● **Text shown**

┄┄┄┄┄┄┄┄┄┄┄┄┄┄┄┄┄┄┄┄

7. How to Run a Household / Be a Good Roommate
- Doing the laundry
- Doing chores
- Locking up the house when they leave and before bed every night
- Energy / water conservation
Raise your hand if you’re a Mom or Dad that does EVERYTING for your kids…?
If you did, go put yourself in timeout.
Let me tell you a quick story…
Once upon a time, my dear, sweet Stepmom did everything for my little brothers. She cooked, cleaned, did laundry, chores…SHE DID EVERYTHING.
Then she got sick with cancer and my Dad started doing everything for my little brothers too.
After my Stepmom passed away I remember talking to my Dad on MANY OCCASIONS and saying, “Dad, show the boys how to do their own laundry, let them do the dishes, have them help you.” And our Groundhog’s Day-like conversation always frustrated him and he’d respond with, “It’s just easier for me to do it myself. They don’t pay attention and I don’t have the patience.”
My brothers were 16 and 21—they easily could have been taught HOW TO COOK AND CLEAN UP AFTER THEMSELVES, and sure my Dad might have had to go behind them and adjust the trail chaos, but in the meantime, they’d have learned some new skills.
Fast forward to 18 months after my Stepmom passed away and my Dad suddenly did too.
My brothers moved in with me and my now ex-husband, and because I was guilty of doing EVERYTHING for my ex, I followed suit and did the same for my brothers—just short of their laundry and cleaning their bathroom. Wasn’t that the pot calling the kettle black?!?! Just like I told my Dad NOT to do everything for them, as soon as they moved in with me, I started doing the same.
Six months after they arrived in our home, I made the decision that it was time to go live a new life and separate from my ex (that’s a post for another day). I found a new house, a fairly large one at that, and I packed up two big dogs and two GIANT little brothers and moved us out.
I had just spent the last eight years of my life taking care of a grown-ass man that did NOTHING to help me around the house, I certainly wasn’t going to be the maid for my very able-bodied little brothers as we started our new life in this NEW HOUSE.
They’re NOT the tidiest kids on the block and they occasionally left the front door unlocked when they’d leave the house, BUT I have no doubt that their time spent living under my roof wasn’t in vain.
I had small rules and high expectations. They might have mocked me under their breath, annoyed that their older sister was bossing them around, but I know for a fact that they learned how to be respectful and polite when it comes to cleaning community spaces and being a GOOD roommate!

┄┄┄┄┄┄┄┄┄┄┄┄┄┄┄┄┄┄┄┄

● **Data supplied**
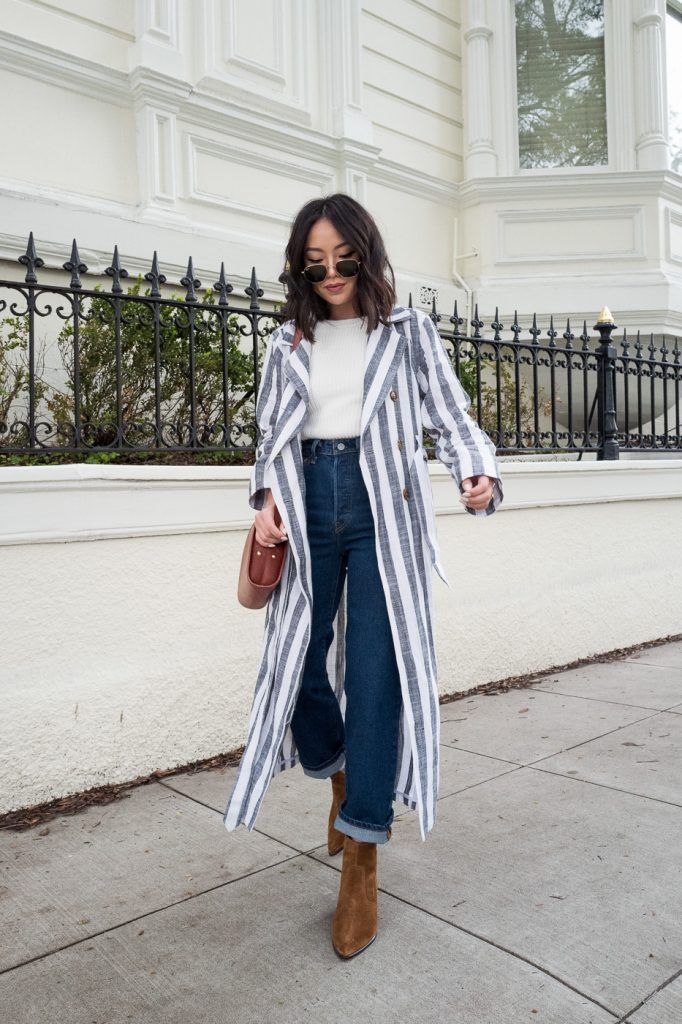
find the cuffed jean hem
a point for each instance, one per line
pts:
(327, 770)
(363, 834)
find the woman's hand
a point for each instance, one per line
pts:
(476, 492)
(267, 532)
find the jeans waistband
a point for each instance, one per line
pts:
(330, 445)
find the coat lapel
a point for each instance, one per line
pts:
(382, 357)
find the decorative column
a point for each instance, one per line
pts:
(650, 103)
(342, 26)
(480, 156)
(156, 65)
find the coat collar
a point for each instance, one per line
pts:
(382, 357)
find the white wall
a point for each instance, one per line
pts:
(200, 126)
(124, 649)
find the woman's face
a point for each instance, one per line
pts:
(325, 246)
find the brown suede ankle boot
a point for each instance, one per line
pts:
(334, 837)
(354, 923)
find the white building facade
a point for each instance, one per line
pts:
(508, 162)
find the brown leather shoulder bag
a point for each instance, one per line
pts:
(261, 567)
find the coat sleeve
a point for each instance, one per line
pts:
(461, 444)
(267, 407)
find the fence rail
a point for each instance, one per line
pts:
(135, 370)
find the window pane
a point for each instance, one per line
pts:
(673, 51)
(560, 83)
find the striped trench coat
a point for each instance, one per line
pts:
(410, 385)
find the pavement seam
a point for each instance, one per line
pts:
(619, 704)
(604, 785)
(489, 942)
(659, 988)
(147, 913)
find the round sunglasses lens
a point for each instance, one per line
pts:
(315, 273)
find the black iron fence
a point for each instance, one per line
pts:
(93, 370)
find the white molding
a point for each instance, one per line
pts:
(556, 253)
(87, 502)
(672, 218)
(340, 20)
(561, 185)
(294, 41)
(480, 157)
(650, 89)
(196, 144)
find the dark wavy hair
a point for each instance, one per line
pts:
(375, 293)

┄┄┄┄┄┄┄┄┄┄┄┄┄┄┄┄┄┄┄┄

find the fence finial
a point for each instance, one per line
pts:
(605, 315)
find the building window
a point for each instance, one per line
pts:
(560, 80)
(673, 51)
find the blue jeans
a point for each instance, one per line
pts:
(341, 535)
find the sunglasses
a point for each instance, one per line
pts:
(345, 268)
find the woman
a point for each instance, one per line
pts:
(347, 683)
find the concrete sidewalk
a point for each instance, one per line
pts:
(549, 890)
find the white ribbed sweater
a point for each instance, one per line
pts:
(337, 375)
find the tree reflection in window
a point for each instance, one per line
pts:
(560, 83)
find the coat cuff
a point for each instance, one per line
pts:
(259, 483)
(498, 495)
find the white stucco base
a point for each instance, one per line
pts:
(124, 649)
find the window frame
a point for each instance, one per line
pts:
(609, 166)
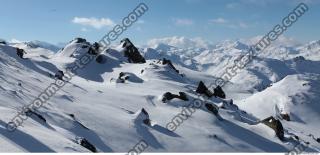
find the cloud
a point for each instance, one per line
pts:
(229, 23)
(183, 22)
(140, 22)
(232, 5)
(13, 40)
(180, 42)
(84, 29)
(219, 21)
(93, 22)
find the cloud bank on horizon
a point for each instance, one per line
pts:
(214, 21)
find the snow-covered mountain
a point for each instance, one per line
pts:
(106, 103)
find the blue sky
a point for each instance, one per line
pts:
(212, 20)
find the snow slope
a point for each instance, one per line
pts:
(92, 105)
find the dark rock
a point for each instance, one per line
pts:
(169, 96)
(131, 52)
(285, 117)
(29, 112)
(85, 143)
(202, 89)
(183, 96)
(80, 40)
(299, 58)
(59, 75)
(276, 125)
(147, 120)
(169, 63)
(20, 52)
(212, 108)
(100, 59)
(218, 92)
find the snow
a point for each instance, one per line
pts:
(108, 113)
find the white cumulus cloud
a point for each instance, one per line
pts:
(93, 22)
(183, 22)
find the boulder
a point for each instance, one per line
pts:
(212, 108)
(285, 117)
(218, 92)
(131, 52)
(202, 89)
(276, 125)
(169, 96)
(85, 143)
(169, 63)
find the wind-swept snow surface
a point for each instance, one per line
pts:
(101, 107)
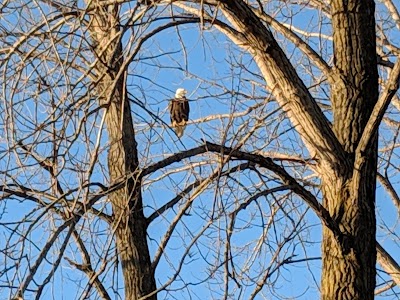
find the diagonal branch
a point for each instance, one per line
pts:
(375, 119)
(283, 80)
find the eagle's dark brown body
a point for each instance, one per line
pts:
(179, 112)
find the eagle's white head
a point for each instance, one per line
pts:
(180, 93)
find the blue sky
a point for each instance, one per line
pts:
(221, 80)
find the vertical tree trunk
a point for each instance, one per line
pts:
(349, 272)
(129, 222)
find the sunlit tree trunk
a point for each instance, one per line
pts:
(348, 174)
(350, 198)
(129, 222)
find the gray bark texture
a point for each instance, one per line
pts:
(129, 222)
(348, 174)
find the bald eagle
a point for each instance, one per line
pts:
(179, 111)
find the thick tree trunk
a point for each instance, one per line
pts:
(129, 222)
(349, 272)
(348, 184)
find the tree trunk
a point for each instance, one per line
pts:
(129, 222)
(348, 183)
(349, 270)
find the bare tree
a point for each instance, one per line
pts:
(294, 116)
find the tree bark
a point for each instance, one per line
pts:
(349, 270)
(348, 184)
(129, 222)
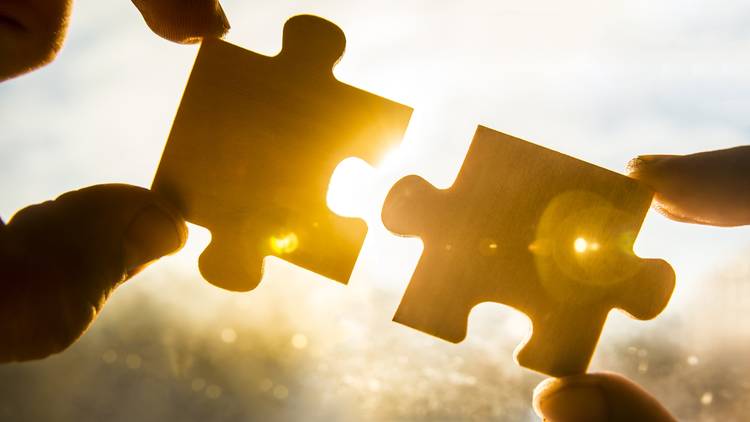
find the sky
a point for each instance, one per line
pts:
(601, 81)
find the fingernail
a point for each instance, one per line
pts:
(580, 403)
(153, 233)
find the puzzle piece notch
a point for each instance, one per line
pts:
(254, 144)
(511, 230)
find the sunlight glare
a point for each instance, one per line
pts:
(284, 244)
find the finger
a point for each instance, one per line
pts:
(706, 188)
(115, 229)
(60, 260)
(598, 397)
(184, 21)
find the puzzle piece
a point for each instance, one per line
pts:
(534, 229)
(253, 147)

┄┄┄┄┄┄┄┄┄┄┄┄┄┄┄┄┄┄┄┄

● **Exercise 1**
In the text on running a household, how long after the Stepmom's death did the Dad pass away?
● **Exercise 2**
Go on with the text on teaching kids to run a household, starting right after its last sentence.

● **Output 1**
18 months

● **Output 2**
I thrust my brothers into this new world filled with accountability, learning new skills and brutal honesty, that I’m sure at times was over-the-top harsh, but at the end of the day, they needed that push from me and I don’t regret being that person.
8. Employability Skills
This is such an IMPORTANT aspect of life because it will consume the majority of your living years on this earth, but for whatever reason, it’s a wildly overlooked conversation that most parents never have with their children: HOW TO BE A GOOD EMPLOYEE!?!?
While my parents never had a direct sit-down with me filled with pointers and advice on how to be a good employee, they always led by example, by being hard working, very accomplished individuals in their particular career fields.
By setting a good example in their own lives, my parents taught me the importance of:
- Respecting authority and doing what I’m told without argument
- Arriving ON TIME
- Being prepared for the job, whatever it may be
- And be THE HARDEST WORKER IN THE ROOM!
Sadly, I work with lots of young people right now that feel incredibly entitled in their position and lazily go about their job. And being that we all work in the service industry, if they stepped it up a little more, took more initiative and CARED about their job, they’d make a lot more money. Unfortunately though, they use our job as social hour and still expect to make as much as I do.
That’s never going to happen.
It’s hard to teach a young person that isn’t open-minded, but even worse, it’s hard to teach a young person that doesn’t care.
Lead by example—you’ll be doing your child a favor.